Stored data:
____

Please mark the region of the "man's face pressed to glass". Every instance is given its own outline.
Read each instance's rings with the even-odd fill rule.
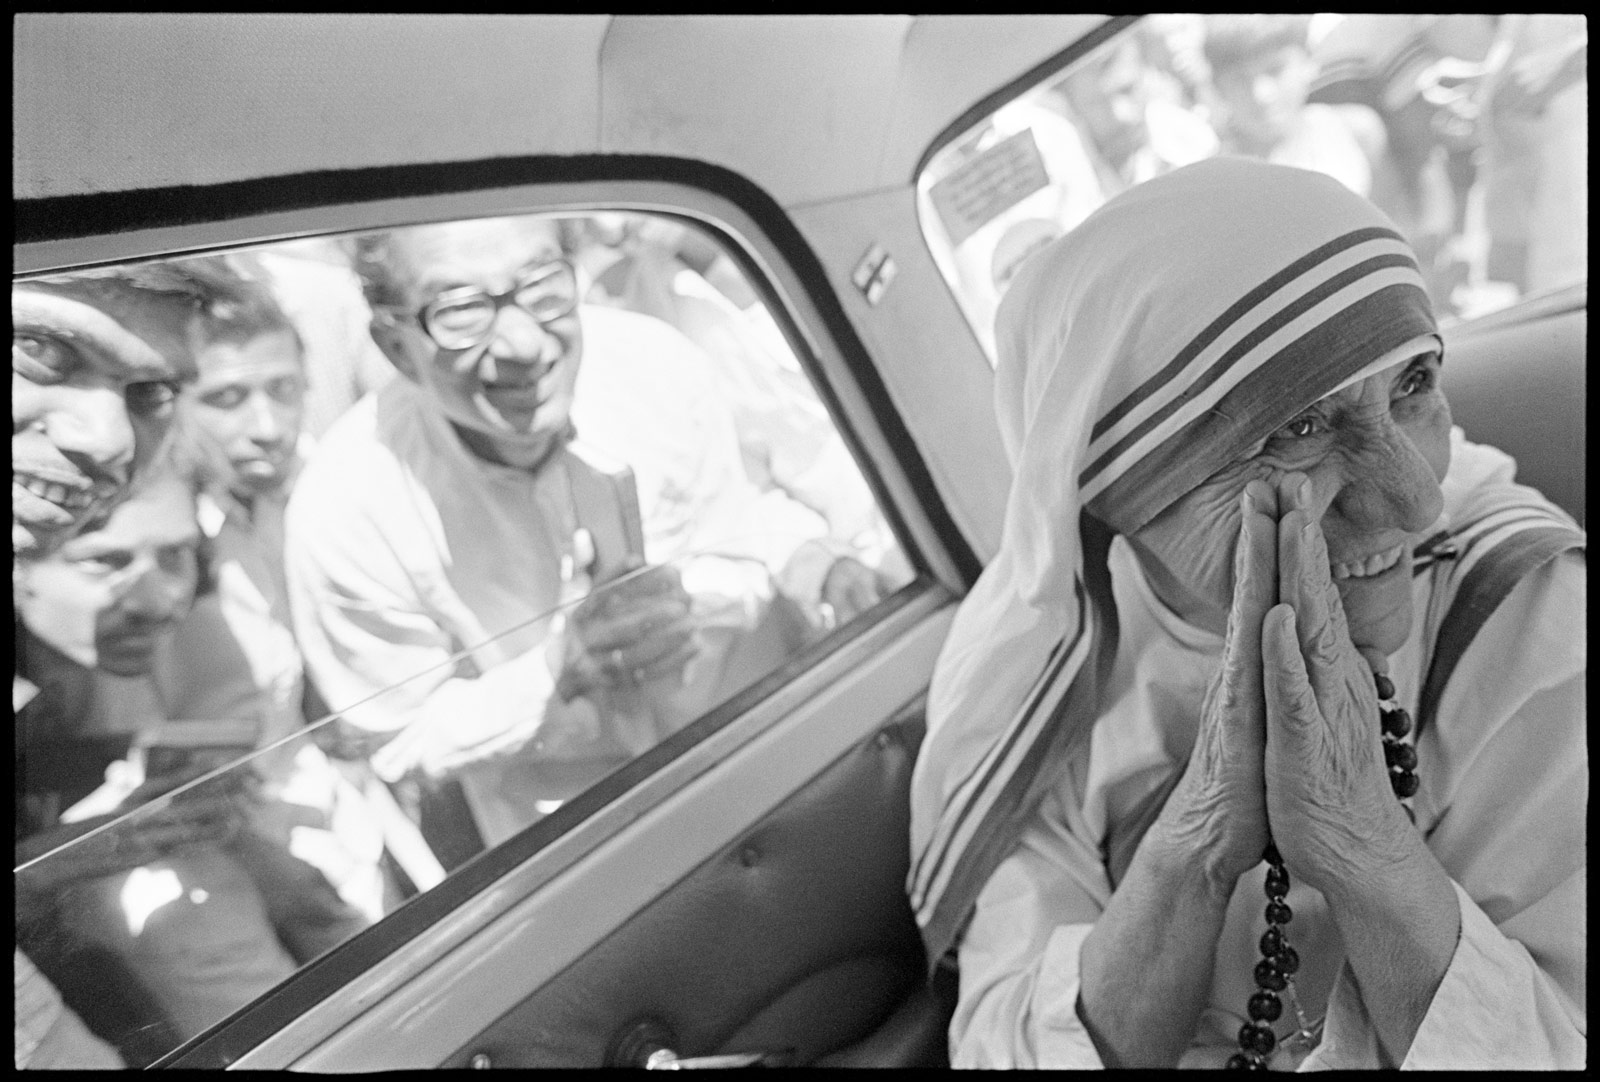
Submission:
[[[385,311],[374,337],[427,394],[480,457],[533,466],[565,433],[583,355],[576,307],[557,305],[569,269],[554,222],[493,219],[424,226],[393,234],[389,273],[403,313],[431,311],[429,328],[416,315]],[[574,290],[575,284],[568,287]],[[481,298],[493,306],[483,329]],[[543,307],[522,307],[543,298]],[[575,301],[575,296],[572,298]],[[562,314],[551,314],[567,308]],[[460,348],[441,345],[439,339]],[[475,340],[479,339],[481,340]]]
[[[42,553],[152,461],[188,368],[185,305],[121,283],[11,290],[11,538]]]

____

#### ASSIGNMENT:
The answer must reproduce every line of the records above exactly, with all pictures left out.

#### EXERCISE RESULT:
Please mark the region of the "man's face pressed to glass". Every instance is given its own outline.
Read each instance's rings with the even-odd fill rule.
Submission:
[[[385,311],[374,337],[427,394],[480,457],[533,466],[565,433],[583,355],[576,307],[557,305],[569,269],[554,222],[493,219],[424,226],[393,234],[389,273],[403,313],[431,311],[429,328],[416,315]],[[574,290],[575,284],[568,287]],[[481,298],[493,306],[483,329]],[[543,307],[522,307],[543,298]],[[575,301],[575,296],[572,298]],[[562,314],[551,314],[567,308]],[[460,348],[441,345],[439,339]],[[475,340],[479,339],[481,340]]]
[[[42,553],[152,461],[188,368],[185,305],[121,283],[11,290],[11,538]]]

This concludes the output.